- **Aim of the task**
Starting at the first line of the material below and stopping after the line that includes "Annotate each instance of the green roof", write the lines out again exactly. Drop any pictures.

- **Record excerpts**
===
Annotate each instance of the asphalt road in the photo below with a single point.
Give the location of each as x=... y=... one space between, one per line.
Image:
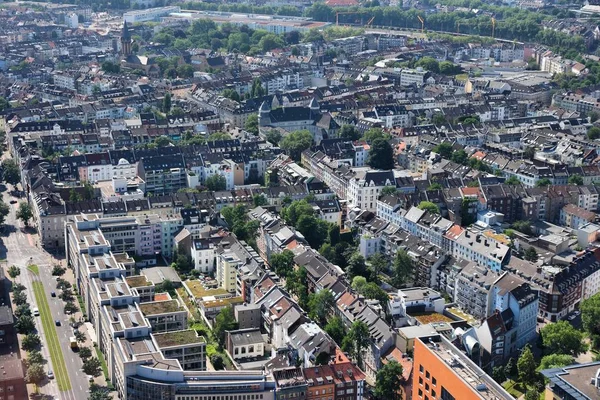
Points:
x=19 y=248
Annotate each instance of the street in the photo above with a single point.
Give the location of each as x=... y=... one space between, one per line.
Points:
x=18 y=246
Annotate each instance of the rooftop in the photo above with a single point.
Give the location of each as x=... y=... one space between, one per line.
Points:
x=178 y=338
x=160 y=307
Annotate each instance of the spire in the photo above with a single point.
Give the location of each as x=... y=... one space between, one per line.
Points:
x=125 y=34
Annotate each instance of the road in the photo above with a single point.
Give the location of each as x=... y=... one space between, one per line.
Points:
x=19 y=248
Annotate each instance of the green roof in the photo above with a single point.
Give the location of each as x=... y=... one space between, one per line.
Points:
x=178 y=338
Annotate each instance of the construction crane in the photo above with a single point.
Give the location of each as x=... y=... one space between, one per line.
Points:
x=337 y=16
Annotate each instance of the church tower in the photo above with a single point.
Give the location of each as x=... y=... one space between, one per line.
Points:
x=125 y=40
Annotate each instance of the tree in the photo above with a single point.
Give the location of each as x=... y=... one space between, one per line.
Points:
x=252 y=124
x=11 y=172
x=166 y=106
x=459 y=157
x=4 y=210
x=24 y=213
x=531 y=254
x=79 y=336
x=356 y=266
x=556 y=361
x=594 y=133
x=336 y=329
x=429 y=206
x=35 y=357
x=85 y=353
x=381 y=155
x=92 y=366
x=273 y=137
x=590 y=315
x=57 y=270
x=224 y=321
x=31 y=341
x=359 y=334
x=319 y=305
x=498 y=374
x=216 y=183
x=295 y=143
x=562 y=338
x=526 y=366
x=349 y=132
x=217 y=361
x=283 y=263
x=513 y=181
x=35 y=373
x=403 y=269
x=14 y=271
x=389 y=379
x=25 y=324
x=575 y=179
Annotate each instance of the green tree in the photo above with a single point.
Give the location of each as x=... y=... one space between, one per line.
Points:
x=14 y=271
x=429 y=206
x=575 y=179
x=224 y=321
x=359 y=335
x=252 y=124
x=556 y=361
x=92 y=366
x=35 y=373
x=217 y=361
x=403 y=269
x=167 y=103
x=543 y=182
x=24 y=213
x=11 y=172
x=295 y=143
x=336 y=329
x=320 y=305
x=444 y=150
x=30 y=342
x=216 y=183
x=563 y=338
x=389 y=379
x=381 y=155
x=590 y=315
x=594 y=133
x=526 y=366
x=349 y=132
x=283 y=263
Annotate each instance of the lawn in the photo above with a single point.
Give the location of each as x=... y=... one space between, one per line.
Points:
x=58 y=361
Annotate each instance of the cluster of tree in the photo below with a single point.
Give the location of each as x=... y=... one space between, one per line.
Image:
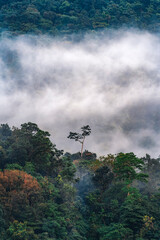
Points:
x=67 y=16
x=41 y=197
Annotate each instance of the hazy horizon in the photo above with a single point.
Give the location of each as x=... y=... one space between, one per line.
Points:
x=109 y=81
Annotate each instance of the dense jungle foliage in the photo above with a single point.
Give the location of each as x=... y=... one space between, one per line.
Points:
x=48 y=195
x=62 y=16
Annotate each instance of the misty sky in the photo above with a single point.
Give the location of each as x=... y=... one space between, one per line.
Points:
x=110 y=81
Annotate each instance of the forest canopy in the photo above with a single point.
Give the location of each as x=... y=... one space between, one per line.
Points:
x=48 y=195
x=55 y=17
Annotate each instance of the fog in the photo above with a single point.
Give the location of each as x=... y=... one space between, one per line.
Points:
x=110 y=81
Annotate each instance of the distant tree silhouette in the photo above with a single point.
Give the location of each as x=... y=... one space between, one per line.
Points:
x=80 y=137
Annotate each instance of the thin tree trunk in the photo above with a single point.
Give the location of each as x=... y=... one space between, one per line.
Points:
x=82 y=147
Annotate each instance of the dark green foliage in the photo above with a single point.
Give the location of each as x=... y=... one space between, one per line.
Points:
x=41 y=16
x=41 y=199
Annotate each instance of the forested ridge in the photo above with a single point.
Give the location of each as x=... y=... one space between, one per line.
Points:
x=55 y=17
x=51 y=195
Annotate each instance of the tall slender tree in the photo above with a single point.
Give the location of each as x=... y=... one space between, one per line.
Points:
x=80 y=137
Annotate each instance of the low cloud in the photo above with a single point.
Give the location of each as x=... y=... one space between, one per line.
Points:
x=110 y=81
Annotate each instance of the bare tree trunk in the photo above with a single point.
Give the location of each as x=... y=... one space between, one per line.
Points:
x=82 y=147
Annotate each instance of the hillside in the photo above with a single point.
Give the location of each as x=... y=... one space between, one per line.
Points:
x=54 y=17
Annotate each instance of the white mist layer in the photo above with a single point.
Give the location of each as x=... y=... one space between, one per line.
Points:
x=111 y=82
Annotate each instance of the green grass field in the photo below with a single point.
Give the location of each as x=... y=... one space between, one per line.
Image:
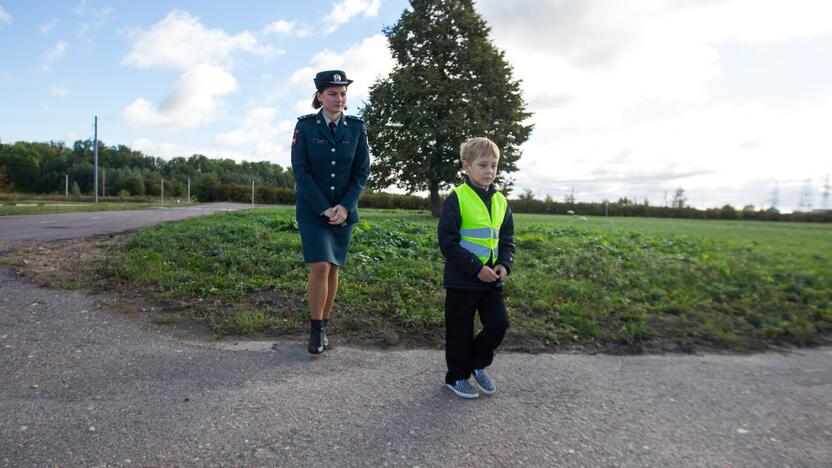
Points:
x=615 y=284
x=29 y=207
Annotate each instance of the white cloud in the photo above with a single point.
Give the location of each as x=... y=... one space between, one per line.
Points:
x=589 y=61
x=344 y=11
x=260 y=130
x=58 y=90
x=48 y=27
x=180 y=41
x=53 y=54
x=287 y=28
x=363 y=63
x=193 y=101
x=5 y=17
x=98 y=19
x=721 y=154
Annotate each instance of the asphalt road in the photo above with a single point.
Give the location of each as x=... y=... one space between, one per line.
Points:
x=84 y=384
x=17 y=231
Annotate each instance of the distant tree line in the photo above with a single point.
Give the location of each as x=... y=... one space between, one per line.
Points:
x=34 y=167
x=39 y=168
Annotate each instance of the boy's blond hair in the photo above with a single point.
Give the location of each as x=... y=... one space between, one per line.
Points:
x=475 y=147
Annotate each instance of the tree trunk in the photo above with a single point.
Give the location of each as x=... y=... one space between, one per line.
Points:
x=434 y=198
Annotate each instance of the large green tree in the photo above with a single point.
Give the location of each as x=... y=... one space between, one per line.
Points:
x=449 y=83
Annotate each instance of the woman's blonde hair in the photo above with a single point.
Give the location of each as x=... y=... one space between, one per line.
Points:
x=473 y=148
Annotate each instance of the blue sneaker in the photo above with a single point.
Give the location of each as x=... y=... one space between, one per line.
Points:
x=484 y=381
x=464 y=389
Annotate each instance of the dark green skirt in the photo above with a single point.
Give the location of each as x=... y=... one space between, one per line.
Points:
x=325 y=243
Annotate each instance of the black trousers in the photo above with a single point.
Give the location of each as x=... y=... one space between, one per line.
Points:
x=464 y=352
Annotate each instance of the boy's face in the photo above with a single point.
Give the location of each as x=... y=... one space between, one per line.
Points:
x=482 y=170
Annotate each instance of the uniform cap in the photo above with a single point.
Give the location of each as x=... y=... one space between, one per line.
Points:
x=330 y=78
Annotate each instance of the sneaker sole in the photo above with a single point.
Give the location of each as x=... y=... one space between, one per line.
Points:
x=460 y=394
x=486 y=391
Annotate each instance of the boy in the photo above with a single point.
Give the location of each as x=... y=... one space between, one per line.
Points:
x=476 y=236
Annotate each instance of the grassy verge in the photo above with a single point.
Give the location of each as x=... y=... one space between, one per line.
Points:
x=615 y=284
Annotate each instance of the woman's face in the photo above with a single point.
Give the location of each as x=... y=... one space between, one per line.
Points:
x=333 y=98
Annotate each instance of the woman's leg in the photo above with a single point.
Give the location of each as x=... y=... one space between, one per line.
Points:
x=317 y=289
x=332 y=288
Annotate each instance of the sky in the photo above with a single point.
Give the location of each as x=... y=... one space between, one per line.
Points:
x=730 y=100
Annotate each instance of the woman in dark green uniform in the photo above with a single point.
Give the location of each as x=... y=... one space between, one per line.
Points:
x=331 y=164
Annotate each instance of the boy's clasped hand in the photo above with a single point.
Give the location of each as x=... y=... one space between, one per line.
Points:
x=489 y=275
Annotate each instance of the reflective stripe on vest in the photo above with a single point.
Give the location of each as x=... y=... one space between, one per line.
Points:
x=480 y=232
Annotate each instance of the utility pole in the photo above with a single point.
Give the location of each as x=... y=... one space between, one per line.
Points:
x=95 y=176
x=805 y=200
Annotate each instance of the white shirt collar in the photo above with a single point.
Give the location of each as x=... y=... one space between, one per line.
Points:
x=327 y=121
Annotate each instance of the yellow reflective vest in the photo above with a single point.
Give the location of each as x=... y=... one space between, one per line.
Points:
x=480 y=230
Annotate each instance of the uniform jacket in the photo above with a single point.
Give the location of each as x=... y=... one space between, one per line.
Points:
x=462 y=266
x=328 y=170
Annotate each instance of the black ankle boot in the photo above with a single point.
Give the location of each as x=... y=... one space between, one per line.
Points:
x=316 y=338
x=325 y=340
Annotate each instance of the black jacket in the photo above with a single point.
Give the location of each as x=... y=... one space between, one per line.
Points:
x=462 y=266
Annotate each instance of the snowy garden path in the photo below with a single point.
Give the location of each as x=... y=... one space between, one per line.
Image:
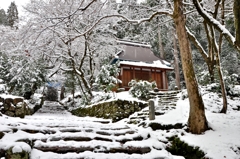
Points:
x=52 y=132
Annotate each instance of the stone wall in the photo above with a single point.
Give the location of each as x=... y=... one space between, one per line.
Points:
x=115 y=110
x=13 y=106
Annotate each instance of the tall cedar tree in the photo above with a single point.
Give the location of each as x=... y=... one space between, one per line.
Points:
x=12 y=15
x=197 y=121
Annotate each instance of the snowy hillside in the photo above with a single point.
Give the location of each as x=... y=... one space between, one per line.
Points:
x=53 y=132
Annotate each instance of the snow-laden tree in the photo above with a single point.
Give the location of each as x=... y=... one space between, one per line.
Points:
x=12 y=15
x=22 y=72
x=66 y=34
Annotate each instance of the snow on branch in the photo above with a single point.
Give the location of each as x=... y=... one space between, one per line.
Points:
x=221 y=28
x=165 y=11
x=197 y=44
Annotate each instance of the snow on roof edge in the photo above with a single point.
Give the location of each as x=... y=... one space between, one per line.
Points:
x=133 y=43
x=156 y=64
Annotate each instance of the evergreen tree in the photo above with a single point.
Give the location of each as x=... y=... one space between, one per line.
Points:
x=3 y=17
x=12 y=15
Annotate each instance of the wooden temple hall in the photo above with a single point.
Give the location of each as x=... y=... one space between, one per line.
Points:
x=137 y=61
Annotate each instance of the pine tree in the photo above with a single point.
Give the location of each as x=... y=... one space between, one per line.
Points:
x=3 y=17
x=12 y=15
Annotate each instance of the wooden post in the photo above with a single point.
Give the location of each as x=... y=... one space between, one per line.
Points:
x=151 y=109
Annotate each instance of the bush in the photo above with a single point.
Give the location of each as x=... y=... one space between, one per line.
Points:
x=52 y=94
x=141 y=89
x=107 y=79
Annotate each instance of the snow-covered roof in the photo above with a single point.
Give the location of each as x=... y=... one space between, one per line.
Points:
x=133 y=43
x=155 y=64
x=138 y=52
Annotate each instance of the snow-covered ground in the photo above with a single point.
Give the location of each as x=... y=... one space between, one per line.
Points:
x=221 y=142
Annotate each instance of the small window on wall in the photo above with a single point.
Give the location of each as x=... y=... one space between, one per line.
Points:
x=142 y=75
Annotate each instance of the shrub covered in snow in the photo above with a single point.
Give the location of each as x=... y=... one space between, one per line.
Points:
x=141 y=89
x=52 y=94
x=107 y=79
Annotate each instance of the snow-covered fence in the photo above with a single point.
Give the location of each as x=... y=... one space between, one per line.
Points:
x=115 y=110
x=13 y=106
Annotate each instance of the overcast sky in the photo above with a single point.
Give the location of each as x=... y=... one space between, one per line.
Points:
x=4 y=4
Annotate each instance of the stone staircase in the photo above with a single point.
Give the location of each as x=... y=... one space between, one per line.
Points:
x=54 y=133
x=164 y=102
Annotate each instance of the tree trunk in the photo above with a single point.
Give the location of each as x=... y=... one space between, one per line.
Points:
x=177 y=74
x=162 y=55
x=224 y=93
x=197 y=121
x=236 y=12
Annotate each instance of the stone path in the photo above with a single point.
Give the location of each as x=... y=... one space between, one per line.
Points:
x=52 y=132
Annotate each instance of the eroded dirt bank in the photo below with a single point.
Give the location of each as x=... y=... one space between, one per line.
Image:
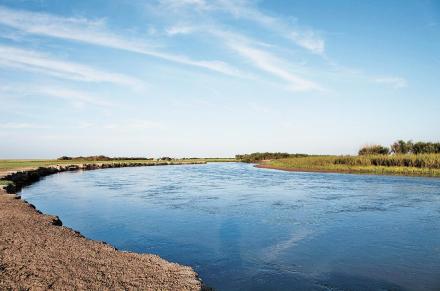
===
- **Answer section**
Annotate each instance of the asphalt road in the photo below with a single point.
Give the location of each as x=... y=... one space between, one per line.
Image:
Points:
x=19 y=248
Annotate each instance of the street in the photo above with a single point.
Give the location of each as x=... y=... one space between, one per line.
Points:
x=18 y=246
Annotate each instance of the rooftop in the photo above with a single point.
Give the location of each as x=... y=... one space between, one per line.
Points:
x=178 y=338
x=160 y=307
Annotate each instance of the spire in the photo above with a single point.
Give the location of each as x=... y=... one space between, one per line.
Points:
x=125 y=34
Annotate each instance of the road in the photo above with a single point.
Give the location of each as x=... y=... one space between, one per line.
Points:
x=19 y=248
Annotate each instance of the green roof in the photo above with a single point.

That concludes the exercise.